Listed records »
========================================
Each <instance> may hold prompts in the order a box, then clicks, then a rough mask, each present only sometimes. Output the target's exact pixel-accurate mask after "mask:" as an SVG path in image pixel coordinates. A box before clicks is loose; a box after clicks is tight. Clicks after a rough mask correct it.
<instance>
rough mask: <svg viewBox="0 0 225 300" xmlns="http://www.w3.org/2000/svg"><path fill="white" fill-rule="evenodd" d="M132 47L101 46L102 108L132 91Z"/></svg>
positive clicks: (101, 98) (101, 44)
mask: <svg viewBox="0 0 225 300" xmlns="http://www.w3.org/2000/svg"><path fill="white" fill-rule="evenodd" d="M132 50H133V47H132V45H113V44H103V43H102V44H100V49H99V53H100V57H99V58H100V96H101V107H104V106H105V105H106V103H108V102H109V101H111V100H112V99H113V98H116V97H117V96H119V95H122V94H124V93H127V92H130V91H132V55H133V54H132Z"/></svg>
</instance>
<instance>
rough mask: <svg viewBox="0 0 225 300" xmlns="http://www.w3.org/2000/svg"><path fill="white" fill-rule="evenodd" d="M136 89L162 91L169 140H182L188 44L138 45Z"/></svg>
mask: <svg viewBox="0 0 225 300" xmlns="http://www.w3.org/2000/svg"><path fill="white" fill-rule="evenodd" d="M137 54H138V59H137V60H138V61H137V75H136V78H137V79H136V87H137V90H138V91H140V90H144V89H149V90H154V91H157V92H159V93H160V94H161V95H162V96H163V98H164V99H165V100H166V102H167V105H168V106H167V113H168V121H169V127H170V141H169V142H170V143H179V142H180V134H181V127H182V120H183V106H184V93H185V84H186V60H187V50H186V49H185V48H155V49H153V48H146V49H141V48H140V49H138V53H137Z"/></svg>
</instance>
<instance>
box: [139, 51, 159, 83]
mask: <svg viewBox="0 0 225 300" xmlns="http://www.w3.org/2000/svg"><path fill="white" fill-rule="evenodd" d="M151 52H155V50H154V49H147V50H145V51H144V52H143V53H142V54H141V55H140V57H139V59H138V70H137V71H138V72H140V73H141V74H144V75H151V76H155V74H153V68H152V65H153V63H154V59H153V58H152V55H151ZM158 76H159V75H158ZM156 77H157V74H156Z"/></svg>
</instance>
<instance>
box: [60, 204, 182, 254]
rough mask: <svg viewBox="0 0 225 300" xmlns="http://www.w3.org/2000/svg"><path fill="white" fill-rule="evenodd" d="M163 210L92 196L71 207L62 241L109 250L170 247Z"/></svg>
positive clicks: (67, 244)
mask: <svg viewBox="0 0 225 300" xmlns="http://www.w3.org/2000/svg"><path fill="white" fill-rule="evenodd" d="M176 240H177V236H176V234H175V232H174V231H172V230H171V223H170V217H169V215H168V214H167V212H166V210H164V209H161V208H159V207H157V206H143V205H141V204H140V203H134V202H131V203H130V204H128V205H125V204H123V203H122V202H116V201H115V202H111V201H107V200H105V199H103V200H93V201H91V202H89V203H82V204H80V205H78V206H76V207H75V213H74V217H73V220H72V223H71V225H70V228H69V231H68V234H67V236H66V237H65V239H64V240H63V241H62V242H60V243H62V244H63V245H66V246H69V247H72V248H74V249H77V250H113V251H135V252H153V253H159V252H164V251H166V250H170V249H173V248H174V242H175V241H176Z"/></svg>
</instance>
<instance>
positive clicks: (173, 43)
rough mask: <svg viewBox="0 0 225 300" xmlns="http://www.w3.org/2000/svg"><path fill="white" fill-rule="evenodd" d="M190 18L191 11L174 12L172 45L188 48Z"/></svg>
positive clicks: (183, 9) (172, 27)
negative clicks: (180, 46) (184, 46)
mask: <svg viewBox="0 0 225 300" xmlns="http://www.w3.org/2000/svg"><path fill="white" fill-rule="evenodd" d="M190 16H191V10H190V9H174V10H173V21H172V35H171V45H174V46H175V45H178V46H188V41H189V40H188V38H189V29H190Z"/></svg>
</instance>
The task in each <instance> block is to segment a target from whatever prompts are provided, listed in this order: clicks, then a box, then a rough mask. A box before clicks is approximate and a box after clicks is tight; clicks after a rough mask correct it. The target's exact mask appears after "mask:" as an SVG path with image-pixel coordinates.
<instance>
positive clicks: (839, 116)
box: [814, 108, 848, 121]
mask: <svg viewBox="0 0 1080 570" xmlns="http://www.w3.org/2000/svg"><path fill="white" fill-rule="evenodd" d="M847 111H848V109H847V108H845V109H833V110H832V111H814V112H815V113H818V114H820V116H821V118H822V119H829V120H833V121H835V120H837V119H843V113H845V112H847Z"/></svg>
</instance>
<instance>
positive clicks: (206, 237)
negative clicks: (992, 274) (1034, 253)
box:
========================================
Work request »
Revise all the entries above, substituting "coarse mask" for each occurrence of "rough mask" and leaving every other character as it stands.

Problem solution »
Each <instance> may hold prompts in the order a box, then clicks, then a coarse mask, each present only sometimes. Output the target's exact pixel-accurate mask after "mask:" as an SVG path in image pixel coordinates. A box before clicks is loose; a box after clicks is tight. Clicks after a coarse mask correct it.
<instance>
coarse mask: <svg viewBox="0 0 225 300" xmlns="http://www.w3.org/2000/svg"><path fill="white" fill-rule="evenodd" d="M132 47L101 46L102 108L132 91Z"/></svg>
positive clicks: (101, 98) (101, 44)
mask: <svg viewBox="0 0 225 300" xmlns="http://www.w3.org/2000/svg"><path fill="white" fill-rule="evenodd" d="M132 50H133V47H132V45H113V44H103V43H102V44H100V49H99V53H100V57H99V58H100V96H101V107H104V106H105V105H106V103H108V102H109V101H111V100H112V99H113V98H116V97H117V96H119V95H122V94H124V93H127V92H130V91H132V55H133V54H132Z"/></svg>
</instance>
<instance>
coarse mask: <svg viewBox="0 0 225 300" xmlns="http://www.w3.org/2000/svg"><path fill="white" fill-rule="evenodd" d="M136 89L162 91L169 140H182L188 44L138 45Z"/></svg>
mask: <svg viewBox="0 0 225 300" xmlns="http://www.w3.org/2000/svg"><path fill="white" fill-rule="evenodd" d="M137 54H138V59H137V60H138V61H137V75H136V78H137V79H136V87H137V90H138V91H140V90H144V89H149V90H154V91H157V92H159V93H160V94H161V95H162V96H163V98H164V99H165V100H166V102H167V105H168V106H167V113H168V121H169V127H170V141H169V142H170V143H179V142H180V134H181V127H182V120H183V106H184V93H185V84H186V60H187V50H186V49H185V48H155V49H153V48H146V49H141V48H140V49H138V53H137Z"/></svg>
</instance>
<instance>
box: [139, 51, 159, 83]
mask: <svg viewBox="0 0 225 300" xmlns="http://www.w3.org/2000/svg"><path fill="white" fill-rule="evenodd" d="M151 52H155V50H154V49H147V50H145V51H144V52H143V53H142V54H141V55H140V57H139V59H138V70H137V71H138V72H140V73H141V74H144V75H151V76H155V74H153V68H152V65H153V63H154V59H153V58H152V55H151ZM158 76H159V75H158ZM156 77H157V74H156Z"/></svg>
</instance>
<instance>
box: [60, 204, 182, 254]
coarse mask: <svg viewBox="0 0 225 300" xmlns="http://www.w3.org/2000/svg"><path fill="white" fill-rule="evenodd" d="M163 210L92 196L71 207L62 241L109 250L170 247Z"/></svg>
positive clicks: (67, 244)
mask: <svg viewBox="0 0 225 300" xmlns="http://www.w3.org/2000/svg"><path fill="white" fill-rule="evenodd" d="M176 240H177V236H176V234H175V232H174V231H172V230H171V223H170V217H169V215H168V214H167V212H166V210H164V209H161V208H159V207H157V206H143V205H141V204H140V203H134V202H131V203H130V204H128V205H125V204H123V203H122V202H116V201H115V202H111V201H107V200H105V199H103V200H93V201H91V202H89V203H82V204H80V205H78V206H76V207H75V213H74V217H73V220H72V223H71V225H70V228H69V231H68V234H67V236H66V237H65V239H64V240H63V241H62V242H60V243H62V244H63V245H66V246H69V247H72V248H74V249H77V250H113V251H135V252H153V253H159V252H164V251H166V250H170V249H173V248H174V242H175V241H176Z"/></svg>
</instance>
<instance>
positive clicks: (173, 43)
coarse mask: <svg viewBox="0 0 225 300" xmlns="http://www.w3.org/2000/svg"><path fill="white" fill-rule="evenodd" d="M190 18L191 11L174 12L172 45L188 48Z"/></svg>
positive clicks: (183, 9) (172, 27)
negative clicks: (180, 46) (184, 46)
mask: <svg viewBox="0 0 225 300" xmlns="http://www.w3.org/2000/svg"><path fill="white" fill-rule="evenodd" d="M190 16H191V10H190V9H174V10H173V21H172V35H171V45H174V46H175V45H178V46H188V41H189V40H188V38H189V29H190Z"/></svg>
</instance>
The task in each <instance> block is to segment a target from whatever prompts are provided, listed in this order: clicks, then a box, then a coarse mask. A box before clicks is approximate and a box after clicks is tight; clicks after a coarse mask correct it. The target's exact mask appears after "mask:" as an SVG path with image-pixel coordinates.
<instance>
positive clicks: (839, 116)
box: [814, 108, 848, 121]
mask: <svg viewBox="0 0 1080 570" xmlns="http://www.w3.org/2000/svg"><path fill="white" fill-rule="evenodd" d="M847 111H848V109H847V108H845V109H833V110H832V111H814V112H815V113H818V114H820V116H821V118H822V119H829V120H833V121H835V120H837V119H843V113H845V112H847Z"/></svg>
</instance>
<instance>
positive clicks: (206, 237)
negative clicks: (992, 274) (1034, 253)
box:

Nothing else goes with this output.